--- BEGIN Information provided ---

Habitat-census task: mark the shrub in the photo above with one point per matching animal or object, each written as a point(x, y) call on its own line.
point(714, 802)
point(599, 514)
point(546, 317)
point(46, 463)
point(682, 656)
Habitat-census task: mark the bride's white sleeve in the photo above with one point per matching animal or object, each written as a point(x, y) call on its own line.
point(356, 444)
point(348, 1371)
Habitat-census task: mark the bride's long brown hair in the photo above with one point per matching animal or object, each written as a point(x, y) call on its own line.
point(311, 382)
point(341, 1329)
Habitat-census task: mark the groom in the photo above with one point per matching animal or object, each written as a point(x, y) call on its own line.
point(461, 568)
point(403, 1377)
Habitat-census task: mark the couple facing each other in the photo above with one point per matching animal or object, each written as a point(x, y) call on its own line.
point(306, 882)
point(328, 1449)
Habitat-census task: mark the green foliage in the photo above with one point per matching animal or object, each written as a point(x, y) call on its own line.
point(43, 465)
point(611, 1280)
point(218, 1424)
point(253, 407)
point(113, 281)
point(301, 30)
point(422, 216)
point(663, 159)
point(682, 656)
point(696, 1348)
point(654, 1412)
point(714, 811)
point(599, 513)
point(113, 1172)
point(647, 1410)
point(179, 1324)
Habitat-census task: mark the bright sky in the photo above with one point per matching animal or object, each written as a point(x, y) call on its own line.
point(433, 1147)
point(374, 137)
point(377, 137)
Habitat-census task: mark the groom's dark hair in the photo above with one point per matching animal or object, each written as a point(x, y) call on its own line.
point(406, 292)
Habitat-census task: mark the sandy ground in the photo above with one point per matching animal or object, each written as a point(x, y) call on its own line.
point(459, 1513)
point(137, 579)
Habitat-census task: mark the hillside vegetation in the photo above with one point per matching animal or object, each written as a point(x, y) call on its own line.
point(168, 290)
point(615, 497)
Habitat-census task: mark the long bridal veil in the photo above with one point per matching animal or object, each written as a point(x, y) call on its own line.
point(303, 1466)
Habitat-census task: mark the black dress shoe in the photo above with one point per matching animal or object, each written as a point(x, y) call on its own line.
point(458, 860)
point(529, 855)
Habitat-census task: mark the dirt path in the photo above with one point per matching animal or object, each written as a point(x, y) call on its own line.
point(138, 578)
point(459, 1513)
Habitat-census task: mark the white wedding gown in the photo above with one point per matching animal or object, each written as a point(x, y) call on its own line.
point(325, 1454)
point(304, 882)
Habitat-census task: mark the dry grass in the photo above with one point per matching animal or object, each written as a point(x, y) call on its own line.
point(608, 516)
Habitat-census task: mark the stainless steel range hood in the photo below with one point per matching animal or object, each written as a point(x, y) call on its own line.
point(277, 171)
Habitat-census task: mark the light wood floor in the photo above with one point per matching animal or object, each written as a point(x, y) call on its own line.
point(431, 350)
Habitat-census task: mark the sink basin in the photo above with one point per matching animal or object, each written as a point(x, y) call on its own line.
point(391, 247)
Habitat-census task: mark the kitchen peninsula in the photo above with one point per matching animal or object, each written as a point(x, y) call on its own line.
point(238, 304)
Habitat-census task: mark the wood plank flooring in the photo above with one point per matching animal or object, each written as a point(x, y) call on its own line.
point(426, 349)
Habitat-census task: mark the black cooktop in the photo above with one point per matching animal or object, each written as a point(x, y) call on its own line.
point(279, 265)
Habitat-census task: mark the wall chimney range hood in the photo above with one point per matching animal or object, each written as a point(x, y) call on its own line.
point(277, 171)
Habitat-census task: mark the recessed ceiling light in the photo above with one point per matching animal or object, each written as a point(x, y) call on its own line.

--- END Information provided ---

Give all of the entries again, word for word.

▶ **Task output**:
Habitat-census task: mark the shrub in the photo above with one point per matching animal or object, each written as a point(x, y) call on its own line.
point(714, 802)
point(599, 514)
point(546, 317)
point(46, 463)
point(682, 656)
Habitat-census task: mark the bride's white sleeve in the photo above with one point per matching animal or object, each written as a point(x, y) call on its own line.
point(356, 444)
point(348, 1371)
Habitat-census task: mark the bride's long brown hair in the photo above with one point per matching animal or object, each written as a point(x, y) call on its own line.
point(311, 382)
point(341, 1329)
Habitat-census task: mark the groom in the photo above with one point per matching animal or object, each written as a point(x, y) call on its own line.
point(461, 568)
point(403, 1377)
Habitat-census task: mark the couple facing each other in the photo above with one point per matching animal or object, each written as a point(x, y) call on its own line.
point(306, 882)
point(328, 1449)
Habitat-census task: mark the green foliage in the photo above with one point per matching animal or object, each written as a point(x, y) call on its own line.
point(43, 465)
point(611, 1280)
point(218, 1424)
point(253, 407)
point(113, 281)
point(301, 30)
point(422, 216)
point(663, 159)
point(682, 656)
point(696, 1348)
point(654, 1412)
point(714, 811)
point(599, 513)
point(113, 1172)
point(647, 1410)
point(179, 1324)
Habitat-census task: mark the bright sky in the photo above with one point per matching animal or object, each written as a point(x, y) call on its own line.
point(433, 1147)
point(374, 137)
point(377, 137)
Habitat-census task: mark the groom's dark hair in the photo above with one point per matching animal or object, each written as a point(x, y) call on its own line.
point(406, 292)
Habitat-census task: mark the sandy ground in the photo above with one point per matching animal or object, each written as a point(x, y) call on its own line.
point(459, 1513)
point(137, 579)
Habitat-census task: mark the hillside vegetation in the photo above with one point per matching animal or object, each written as a point(x, y) call on its own line.
point(168, 290)
point(615, 497)
Habitat-census task: mark the long bridal veil in the photo above with one point per matching animal or object, each written as a point(x, y) call on its own line.
point(303, 1466)
Habitat-census task: mark the black dress shoe in the photo above with one point per matching animal or object, each written as a point(x, y) call on its own line.
point(458, 860)
point(529, 855)
Habitat-census task: mark the dirt path in the photo above with one point per matching animal or object, each written as a point(x, y) call on its own line.
point(138, 578)
point(459, 1513)
Habitat-census task: mark the white wedding gown in the photo above with one point per matching animal or object, each written as a point(x, y) call on its own line.
point(325, 1454)
point(304, 882)
Habitat-census task: mark the dry grass in the photo above with one point per matching animal or object, each written as a point(x, y) call on its own line.
point(608, 516)
Habitat-census task: mark the stainless steel range hood in the photo below with one point per matching animal or object, each written as a point(x, y) call on its own line.
point(277, 171)
Habitat-census task: mark the light wood floor in the photo above with one point per matching animal or object, each written as a point(x, y) call on its own line.
point(431, 350)
Habitat-census task: mark the sink basin in the photo above with one point per matching animal or object, each written as a point(x, y) call on its own line.
point(391, 247)
Habitat-census task: mark the kitchen peninsula in the photo above with one point per matching animal or object, each written as a point(x, y) call on its own line.
point(238, 304)
Habitat-census task: mark the wood plank flooring in the photo above with one point per matching animal or object, each written as a point(x, y) call on its own line.
point(426, 349)
Habitat-census task: mark the black cooktop in the photo above with one point per matching animal or object, each written as a point(x, y) call on its own line.
point(279, 265)
Habitat-census task: mark the wall chimney range hood in the photo above with one point per matching animal or object, each written as a point(x, y) call on its own line.
point(277, 171)
Habitat-census task: mark the recessed ceiling light in the photo above with one point per matching animal or object, each written as a point(x, y) call on its own line.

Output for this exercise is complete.